(Records excerpted from a collection)
** BEGIN **
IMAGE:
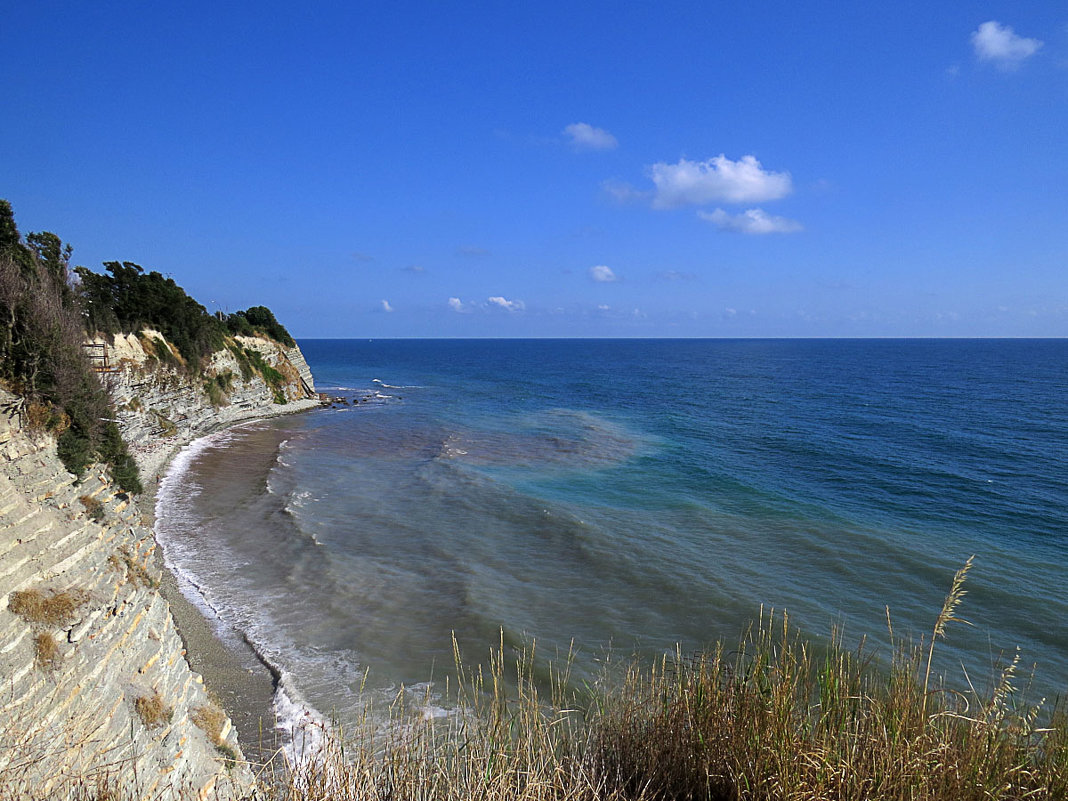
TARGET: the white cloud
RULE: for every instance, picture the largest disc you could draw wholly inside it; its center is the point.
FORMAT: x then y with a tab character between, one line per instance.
752	221
585	137
1000	44
512	305
717	179
602	275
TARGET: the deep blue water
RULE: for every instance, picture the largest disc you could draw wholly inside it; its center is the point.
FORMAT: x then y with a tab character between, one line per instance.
634	495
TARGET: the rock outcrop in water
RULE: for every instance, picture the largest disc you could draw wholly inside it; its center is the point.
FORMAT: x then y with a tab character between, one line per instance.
94	685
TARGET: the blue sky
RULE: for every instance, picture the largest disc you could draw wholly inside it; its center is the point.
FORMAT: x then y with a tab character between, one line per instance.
767	169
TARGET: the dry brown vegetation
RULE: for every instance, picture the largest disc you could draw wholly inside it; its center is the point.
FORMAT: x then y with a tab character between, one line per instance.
769	718
93	507
136	572
153	710
46	608
210	719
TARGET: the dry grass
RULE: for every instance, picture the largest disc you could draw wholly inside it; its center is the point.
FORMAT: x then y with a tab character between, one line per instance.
769	718
48	609
46	650
152	710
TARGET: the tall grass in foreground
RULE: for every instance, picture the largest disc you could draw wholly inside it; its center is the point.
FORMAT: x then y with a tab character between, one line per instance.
773	717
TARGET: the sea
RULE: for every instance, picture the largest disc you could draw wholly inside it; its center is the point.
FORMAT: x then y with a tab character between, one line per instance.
612	499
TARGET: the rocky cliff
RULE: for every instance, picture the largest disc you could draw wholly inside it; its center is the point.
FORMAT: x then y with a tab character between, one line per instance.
94	685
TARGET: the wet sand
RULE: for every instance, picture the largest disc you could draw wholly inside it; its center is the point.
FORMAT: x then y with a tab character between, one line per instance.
232	671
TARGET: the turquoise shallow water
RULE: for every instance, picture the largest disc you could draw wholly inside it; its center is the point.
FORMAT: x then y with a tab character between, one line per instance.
632	495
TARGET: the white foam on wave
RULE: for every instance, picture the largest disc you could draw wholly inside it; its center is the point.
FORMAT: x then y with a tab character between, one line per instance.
173	517
304	727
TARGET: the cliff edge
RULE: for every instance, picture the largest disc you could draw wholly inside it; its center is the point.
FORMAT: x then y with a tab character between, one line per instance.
96	691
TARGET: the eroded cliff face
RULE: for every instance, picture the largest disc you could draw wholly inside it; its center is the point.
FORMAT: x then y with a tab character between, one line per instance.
94	685
161	408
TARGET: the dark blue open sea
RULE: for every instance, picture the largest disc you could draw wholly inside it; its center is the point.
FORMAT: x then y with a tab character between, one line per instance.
632	495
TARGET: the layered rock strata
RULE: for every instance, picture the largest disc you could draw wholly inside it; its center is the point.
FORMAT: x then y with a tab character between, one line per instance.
95	690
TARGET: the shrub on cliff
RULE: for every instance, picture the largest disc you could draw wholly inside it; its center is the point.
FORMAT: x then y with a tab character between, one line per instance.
126	299
42	354
258	319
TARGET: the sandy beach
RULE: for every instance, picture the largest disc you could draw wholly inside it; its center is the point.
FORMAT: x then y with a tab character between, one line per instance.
232	672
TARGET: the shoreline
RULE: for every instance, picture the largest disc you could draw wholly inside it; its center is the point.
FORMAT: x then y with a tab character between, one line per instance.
233	673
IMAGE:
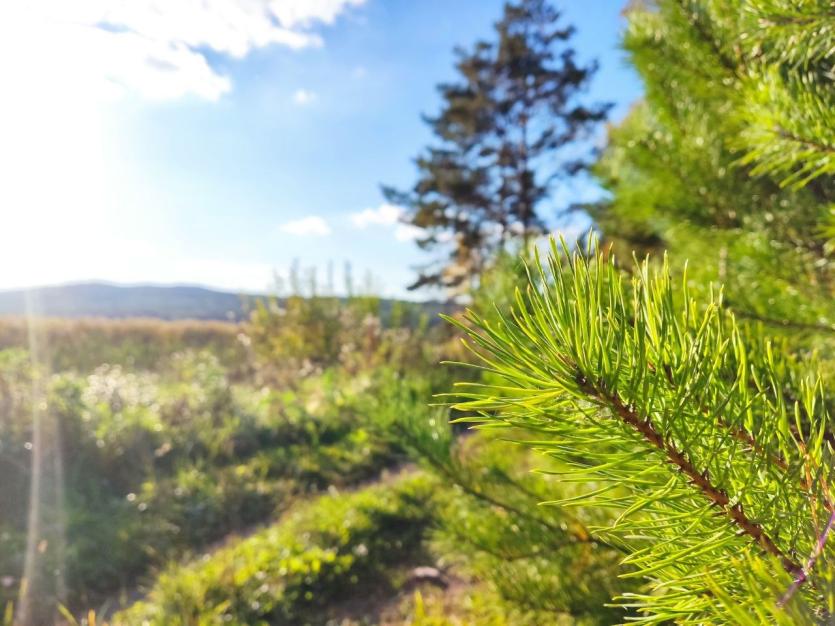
** END **
Swap each "disc" in the records above for "circle" and change nothing else. Leave the pictures out of your answer.

IMAGE:
TARGET: the white cloud
RULE: for every instance, picture the largest circle you could draw wholly inside it; its center is the point.
FORMAT: x then y with a tab character between, one line per instance.
752	221
585	137
1000	44
512	305
717	179
602	275
TARGET: the deep blue water
RULE: for every instance, picture the largest circle you could draw wholly inside it; its center is the point.
FORMAT: x then y with a tab character between, one line per instance.
634	495
TARGET: the rock outcrop in water
RULE: for every instance, picture the largest circle you could draw wholly inside it; its center is the point.
FORMAT: x then y with a tab character between, one line per instance.
94	685
TARGET: the blue sky
RULE: for every instance, picture the largest circle you could draw wholly inside it; its center is the point.
FORMAT: x then y with a tab character between, one line per instance.
767	169
TARGET: the dry brown vegetation
RULE: for every instance, picture the largest circle you could draw wholly inside it; its center is the point.
FORMAT: x then y with a tab character between, one line per instance.
769	718
93	507
136	572
153	710
46	608
210	719
TARGET: the dry grass
RULE: for every instance, picture the largest circle you could draw wholly inside it; its center is the point.
FORMAT: x then y with a tab character between, one line per instance.
769	718
48	609
46	650
152	710
TARGET: the tall grass in foreground
RULE: for every instance, picture the largest circle you could draw wholly inside it; its center is the point.
FORMAT: x then y with a tab character between, one line per instance.
773	717
TARGET: the sea
RULE: for every instance, picture the largest circle you could draw wholly inside it; its center is the point.
FORMAT: x then y with a tab character between, one line per instance.
612	499
TARGET: the rocky cliff
RULE: for every instance, picture the largest circle you could draw wholly inside it; its center is the point.
FORMAT: x then y with a tab character between, one line per instance.
94	685
TARGET: the wet sand
RULE: for every instance, picture the largest circle you could draw wholly inside it; its center is the point.
FORMAT: x then y with a tab character between, one line per instance.
232	671
TARGET: the turquoise shallow water
RULE: for every instance, picture the largest circle you could draw wholly inside it; its center is the point.
FORMAT: x then y with a tab character between, one line per instance.
632	495
TARGET: the white foam on wave
RULE: for every instance, picture the largest circle you could draw wholly inside it; its center is the point.
FORMAT: x then y with a tab character between, one line per instance.
173	517
304	727
TARGET: the cliff edge
RULE: for every instance, picture the largest circle you could draw wholly inside it; its center is the point.
FORMAT: x then y with a tab character between, one line per instance.
96	691
TARGET: the eroded cliff face
RULE: for every instance, picture the largest circle you could draw wholly inside it; its center is the point.
FORMAT: x then y with a tab character between, one line per instance.
94	685
161	408
TARGET: the dark blue open sea
RULE: for every instance, picture the largest circle you could draw wholly inside it; its center is the point.
FORMAT: x then y with a tab character between, one line per instance.
632	495
TARGET: the layered rock strata
RULE: for every instance, picture the largest circle you could draw wholly inside it; its center is the point.
FORMAT: x then y with a tab character between, one line per instance.
95	690
TARGET: the shrub on cliff
RULE: for every instance, picture the largest circle you could draw wholly inside it; its center is the point.
FORMAT: x then y with a tab character between, one line per instance.
126	299
42	354
258	319
TARGET: the sandy beach
RULE: for every instance, picture the largest circle you could draw wholly inside it; its center is the point.
FORMAT: x then y with a tab character between, one line per instance.
232	672
TARGET: the shoreline
RULE: for every instance, picture the largest circle you could draw wholly inside it; its center is the point.
FORMAT: x then y with a tab character between, one line per instance.
233	673
IMAGE:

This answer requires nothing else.